• **Selected passage**
Today my Facebook feed is full of beautiful tributes and happy wishes for moms. I like this holiday, the flowers and cards and attention. 😉 I enjoy thinking about the loving things, like rocking and reading stories and baking cookies. But let’s be honest: so much of what we do has a mind numbing repetition and it is good to know that it really does add up, in the end, to a nurtured child.
I mean, who knew that you would have to repeat so often those choice bits of motherly advice? I hear myself saying the exact same things to my children that my mom said to me.
- Life isn’t fair and you might as well accept it.
- Don’t throw balls in the house!
- Use a tissue!
- Shut the door!
- You don’t ever say you hate somebody.
And all those women who got cards and flowers today… what did they have in common that caused them to be so loved that even a tough grown son would write on their Facebook wall something like this, “Mom, I know I was a pain growing up and I want to thank you today for being such a great mother anyway.”
I am hazarding a guess that she didn’t spout out wise platitudes every day, but maybe more like, “Don’t pick your nose! Who had it first? When you hurt somebody accidentally, you still say sorry,” etc. etc. And then she swatted his backside and sent him out to play, fully aware that he hadn’t really understood what she said and she would be repeating herself the next day. Maybe she sighed and prayed and made another batch of scrambled eggs and washed another load of jeans and wiped the grime off the bathroom sink.

• **Data shown**
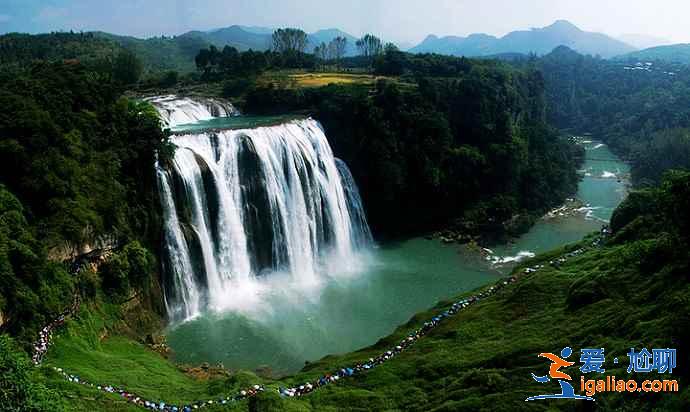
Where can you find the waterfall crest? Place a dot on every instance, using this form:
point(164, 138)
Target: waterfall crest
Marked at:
point(174, 110)
point(240, 204)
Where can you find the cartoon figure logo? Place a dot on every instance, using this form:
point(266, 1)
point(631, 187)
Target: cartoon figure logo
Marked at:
point(567, 391)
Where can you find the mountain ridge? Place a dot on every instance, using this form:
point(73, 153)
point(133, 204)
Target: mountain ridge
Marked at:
point(536, 40)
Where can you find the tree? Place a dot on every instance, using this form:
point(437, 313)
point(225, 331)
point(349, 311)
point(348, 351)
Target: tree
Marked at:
point(127, 68)
point(289, 40)
point(337, 48)
point(369, 45)
point(20, 388)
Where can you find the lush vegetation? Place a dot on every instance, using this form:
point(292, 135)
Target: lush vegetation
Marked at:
point(473, 146)
point(21, 387)
point(630, 292)
point(76, 164)
point(642, 109)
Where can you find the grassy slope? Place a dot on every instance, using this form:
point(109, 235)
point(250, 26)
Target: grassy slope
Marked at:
point(479, 359)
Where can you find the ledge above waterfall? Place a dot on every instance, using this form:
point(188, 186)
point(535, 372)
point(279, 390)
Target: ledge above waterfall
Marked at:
point(220, 124)
point(175, 111)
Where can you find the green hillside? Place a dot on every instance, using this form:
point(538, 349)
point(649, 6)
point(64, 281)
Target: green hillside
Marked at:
point(630, 291)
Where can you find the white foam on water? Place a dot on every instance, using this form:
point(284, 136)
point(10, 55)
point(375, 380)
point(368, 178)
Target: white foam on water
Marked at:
point(175, 111)
point(257, 213)
point(502, 260)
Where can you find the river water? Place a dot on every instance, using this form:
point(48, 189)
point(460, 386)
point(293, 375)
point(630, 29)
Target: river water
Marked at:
point(277, 325)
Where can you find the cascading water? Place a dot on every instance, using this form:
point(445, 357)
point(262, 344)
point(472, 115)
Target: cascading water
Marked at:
point(239, 204)
point(175, 111)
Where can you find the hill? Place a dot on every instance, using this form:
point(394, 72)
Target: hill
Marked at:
point(236, 36)
point(603, 292)
point(539, 41)
point(643, 41)
point(675, 53)
point(162, 53)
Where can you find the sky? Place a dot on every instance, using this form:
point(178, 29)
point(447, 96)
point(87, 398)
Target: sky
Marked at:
point(402, 21)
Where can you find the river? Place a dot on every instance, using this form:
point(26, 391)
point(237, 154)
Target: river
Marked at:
point(276, 325)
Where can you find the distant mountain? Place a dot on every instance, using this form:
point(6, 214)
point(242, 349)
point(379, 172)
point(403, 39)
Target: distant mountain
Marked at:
point(643, 41)
point(675, 53)
point(539, 41)
point(235, 36)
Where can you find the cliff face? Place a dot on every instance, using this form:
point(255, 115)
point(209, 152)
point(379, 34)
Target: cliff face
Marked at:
point(70, 251)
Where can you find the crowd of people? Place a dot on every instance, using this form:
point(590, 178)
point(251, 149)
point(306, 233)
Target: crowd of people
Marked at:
point(327, 379)
point(160, 405)
point(45, 335)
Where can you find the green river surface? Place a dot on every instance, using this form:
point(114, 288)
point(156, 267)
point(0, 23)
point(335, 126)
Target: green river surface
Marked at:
point(281, 325)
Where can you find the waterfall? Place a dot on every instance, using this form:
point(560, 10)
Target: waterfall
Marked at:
point(175, 111)
point(241, 204)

• **Your task**
For each statement below, say whether it agrees with the passage on motherly advice above. Answer yes or no, and quote the words of the passage that decide it.
1. The writer finds that the same words a mother once used are now repeated to the writer's own children.
2. The writer dislikes the holiday and its flowers and cards.
3. The mother imagined in the final paragraph believed her son had understood what she told him.

• **Your response**
1. Yes: "I hear myself saying the exact same things to my children that my mom said to me."
2. No: "I like this holiday, the flowers and cards and attention."
3. No: "fully aware that he hadn’t really understood what she said"